_提供テキスト_
^^^^^^^^

対象疾患
非閉塞性無精子症
非閉塞性無精子症とは、精巣で造精機能の低下が原因で起こる無精子症です。原発性と続発性に大別できます。原発性精巣機能低下は、精巣自体に原因があります。一方の続発性精巣機能低下は、頭部にある視床下部や下垂体機能不全による二次性精巣機能低下を表します。非閉塞性無精子症の頻度としては、精巣自体に問題がある原発性が多いので、この章では原発性精巣機能低下に限って説明します。
原発性精巣機能低下の原因について
特発性と呼ばれる原因不明な症例が一番多いです。染色体・遺伝子異常による症例も比較的多く報告されています。具体的には、47,XXYに代表されるクラインフェルター症候群が10.8%と最も頻度が高く、その他の性染色体異常(1.8%)、常染色体異常(1.1%)が続きます。
がん治療で用いられる抗がん剤や精巣への放射線治療も治療後の無精子症の原因となります。抗がん剤のうち特にアルキル化薬は造精機能への影響が強いとされています。また、精巣への放射線照射は影響が強く、4Gy以上の照射で不可逆的な造精機能障害が起こると言われています。

^^^^^^^^

_やること_
非閉塞性無精子症についてのテキストから、「原発性精巣機能低下の原因について」で始まり「害が起こると言われています。」までの部分を一字も変えずに書き写してください。 記録はテキストの内容とは関係がありません。

^^^^^^^^

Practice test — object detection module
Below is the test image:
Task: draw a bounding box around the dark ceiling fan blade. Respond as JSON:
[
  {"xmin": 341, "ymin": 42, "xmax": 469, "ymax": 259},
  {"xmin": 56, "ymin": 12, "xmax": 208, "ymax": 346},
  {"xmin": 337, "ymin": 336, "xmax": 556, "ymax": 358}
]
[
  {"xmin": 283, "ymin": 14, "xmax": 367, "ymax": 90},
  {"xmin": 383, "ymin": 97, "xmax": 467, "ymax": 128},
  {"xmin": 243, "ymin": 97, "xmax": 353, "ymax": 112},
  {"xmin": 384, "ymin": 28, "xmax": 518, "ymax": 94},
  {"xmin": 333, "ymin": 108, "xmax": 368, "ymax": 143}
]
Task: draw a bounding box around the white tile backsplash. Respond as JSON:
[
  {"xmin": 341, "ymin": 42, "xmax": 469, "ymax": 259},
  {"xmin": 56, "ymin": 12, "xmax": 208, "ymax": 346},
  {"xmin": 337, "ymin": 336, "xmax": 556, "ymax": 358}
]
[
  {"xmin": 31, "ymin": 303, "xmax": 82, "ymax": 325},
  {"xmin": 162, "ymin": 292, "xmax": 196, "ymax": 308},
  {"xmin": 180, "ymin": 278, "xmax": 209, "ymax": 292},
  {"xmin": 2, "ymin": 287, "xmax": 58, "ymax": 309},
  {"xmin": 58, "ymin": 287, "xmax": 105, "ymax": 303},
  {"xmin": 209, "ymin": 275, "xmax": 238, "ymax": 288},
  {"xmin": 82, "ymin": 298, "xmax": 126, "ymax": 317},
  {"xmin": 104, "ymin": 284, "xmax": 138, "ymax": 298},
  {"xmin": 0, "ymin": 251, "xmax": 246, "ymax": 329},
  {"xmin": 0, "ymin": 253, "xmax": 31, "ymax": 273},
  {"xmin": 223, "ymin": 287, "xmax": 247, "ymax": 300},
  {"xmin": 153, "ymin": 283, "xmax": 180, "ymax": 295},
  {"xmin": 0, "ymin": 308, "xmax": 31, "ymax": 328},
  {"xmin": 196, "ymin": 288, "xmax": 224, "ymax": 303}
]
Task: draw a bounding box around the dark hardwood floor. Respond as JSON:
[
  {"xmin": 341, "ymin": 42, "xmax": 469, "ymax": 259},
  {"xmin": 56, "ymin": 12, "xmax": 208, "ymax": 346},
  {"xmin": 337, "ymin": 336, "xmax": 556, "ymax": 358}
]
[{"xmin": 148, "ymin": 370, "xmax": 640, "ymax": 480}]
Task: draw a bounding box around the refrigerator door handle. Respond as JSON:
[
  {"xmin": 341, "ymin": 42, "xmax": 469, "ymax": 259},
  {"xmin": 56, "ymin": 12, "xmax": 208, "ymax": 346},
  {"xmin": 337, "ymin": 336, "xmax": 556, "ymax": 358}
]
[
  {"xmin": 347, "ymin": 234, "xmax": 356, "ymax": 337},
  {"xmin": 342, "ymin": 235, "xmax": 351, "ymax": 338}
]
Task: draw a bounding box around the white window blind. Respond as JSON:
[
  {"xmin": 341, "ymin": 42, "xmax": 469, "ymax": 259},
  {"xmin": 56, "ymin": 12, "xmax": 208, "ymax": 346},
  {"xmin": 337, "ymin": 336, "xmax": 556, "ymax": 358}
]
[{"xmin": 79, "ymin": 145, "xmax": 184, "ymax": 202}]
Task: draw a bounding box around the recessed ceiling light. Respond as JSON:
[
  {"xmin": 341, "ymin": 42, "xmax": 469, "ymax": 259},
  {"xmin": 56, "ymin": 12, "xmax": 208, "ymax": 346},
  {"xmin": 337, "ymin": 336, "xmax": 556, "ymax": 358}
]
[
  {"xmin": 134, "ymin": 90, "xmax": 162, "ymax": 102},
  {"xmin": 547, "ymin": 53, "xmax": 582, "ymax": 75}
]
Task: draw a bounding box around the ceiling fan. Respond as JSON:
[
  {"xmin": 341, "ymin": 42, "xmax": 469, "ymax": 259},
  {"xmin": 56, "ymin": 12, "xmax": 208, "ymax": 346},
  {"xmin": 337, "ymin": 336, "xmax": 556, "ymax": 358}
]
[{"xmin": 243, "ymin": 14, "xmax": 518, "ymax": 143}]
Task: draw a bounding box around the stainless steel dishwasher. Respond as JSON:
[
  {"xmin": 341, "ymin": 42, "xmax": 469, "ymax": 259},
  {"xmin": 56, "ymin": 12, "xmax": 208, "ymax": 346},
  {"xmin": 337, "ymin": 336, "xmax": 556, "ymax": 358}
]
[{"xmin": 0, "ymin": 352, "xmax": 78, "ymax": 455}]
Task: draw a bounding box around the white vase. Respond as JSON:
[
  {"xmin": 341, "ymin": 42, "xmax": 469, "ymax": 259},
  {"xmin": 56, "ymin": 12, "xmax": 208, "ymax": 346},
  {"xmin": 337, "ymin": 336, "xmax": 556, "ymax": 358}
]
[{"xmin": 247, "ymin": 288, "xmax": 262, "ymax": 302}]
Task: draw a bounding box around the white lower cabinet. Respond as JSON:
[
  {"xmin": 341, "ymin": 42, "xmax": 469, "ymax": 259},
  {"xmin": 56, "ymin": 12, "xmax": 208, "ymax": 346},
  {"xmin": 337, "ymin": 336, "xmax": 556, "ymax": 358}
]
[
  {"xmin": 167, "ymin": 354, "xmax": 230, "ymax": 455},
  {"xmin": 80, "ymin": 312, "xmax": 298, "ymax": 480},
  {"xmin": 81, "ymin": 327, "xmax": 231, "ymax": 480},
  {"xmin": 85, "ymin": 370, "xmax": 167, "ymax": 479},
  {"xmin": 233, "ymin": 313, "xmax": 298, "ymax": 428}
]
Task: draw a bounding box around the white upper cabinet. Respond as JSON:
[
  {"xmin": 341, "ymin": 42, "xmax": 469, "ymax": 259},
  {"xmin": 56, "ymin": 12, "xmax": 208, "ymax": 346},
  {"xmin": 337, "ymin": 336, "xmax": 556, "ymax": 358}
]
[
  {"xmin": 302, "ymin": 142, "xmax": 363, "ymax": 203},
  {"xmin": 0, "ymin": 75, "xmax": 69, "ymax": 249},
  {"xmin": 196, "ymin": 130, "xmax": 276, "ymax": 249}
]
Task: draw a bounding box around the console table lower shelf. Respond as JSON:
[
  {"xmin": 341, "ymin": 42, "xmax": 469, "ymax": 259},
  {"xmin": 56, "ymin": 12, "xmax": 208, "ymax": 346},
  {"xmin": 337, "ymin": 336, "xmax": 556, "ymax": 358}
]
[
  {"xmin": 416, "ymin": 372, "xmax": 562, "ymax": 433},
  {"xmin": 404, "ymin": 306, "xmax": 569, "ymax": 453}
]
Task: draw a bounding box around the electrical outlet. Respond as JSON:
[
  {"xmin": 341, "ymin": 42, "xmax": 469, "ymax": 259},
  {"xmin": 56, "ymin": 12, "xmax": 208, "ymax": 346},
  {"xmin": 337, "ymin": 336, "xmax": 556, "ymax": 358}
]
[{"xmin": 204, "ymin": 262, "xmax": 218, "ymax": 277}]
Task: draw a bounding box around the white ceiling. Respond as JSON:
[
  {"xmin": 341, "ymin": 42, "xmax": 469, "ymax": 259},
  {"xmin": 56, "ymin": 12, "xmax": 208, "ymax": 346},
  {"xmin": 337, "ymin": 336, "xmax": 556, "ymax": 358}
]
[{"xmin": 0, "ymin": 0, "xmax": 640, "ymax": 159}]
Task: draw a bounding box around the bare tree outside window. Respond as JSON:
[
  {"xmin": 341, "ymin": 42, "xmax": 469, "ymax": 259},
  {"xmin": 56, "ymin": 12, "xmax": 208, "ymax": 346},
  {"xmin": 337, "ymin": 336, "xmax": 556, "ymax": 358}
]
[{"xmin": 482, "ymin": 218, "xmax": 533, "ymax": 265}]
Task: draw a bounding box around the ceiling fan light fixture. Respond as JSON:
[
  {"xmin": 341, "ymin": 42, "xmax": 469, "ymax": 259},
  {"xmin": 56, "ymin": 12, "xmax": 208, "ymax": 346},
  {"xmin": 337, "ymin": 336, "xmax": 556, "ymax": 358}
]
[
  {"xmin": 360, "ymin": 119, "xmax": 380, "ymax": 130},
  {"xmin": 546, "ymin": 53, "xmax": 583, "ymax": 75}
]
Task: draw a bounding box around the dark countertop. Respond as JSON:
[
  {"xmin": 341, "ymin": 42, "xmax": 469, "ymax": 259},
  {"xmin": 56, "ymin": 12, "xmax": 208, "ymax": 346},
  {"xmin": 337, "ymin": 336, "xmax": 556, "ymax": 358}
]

^^^^^^^^

_この課題の解答_
原発性精巣機能低下の原因について
特発性と呼ばれる原因不明な症例が一番多いです。染色体・遺伝子異常による症例も比較的多く報告されています。具体的には、47,XXYに代表されるクラインフェルター症候群が10.8%と最も頻度が高く、その他の性染色体異常(1.8%)、常染色体異常(1.1%)が続きます。
がん治療で用いられる抗がん剤や精巣への放射線治療も治療後の無精子症の原因となります。抗がん剤のうち特にアルキル化薬は造精機能への影響が強いとされています。また、精巣への放射線照射は影響が強く、4Gy以上の照射で不可逆的な造精機能障害が起こると言われています。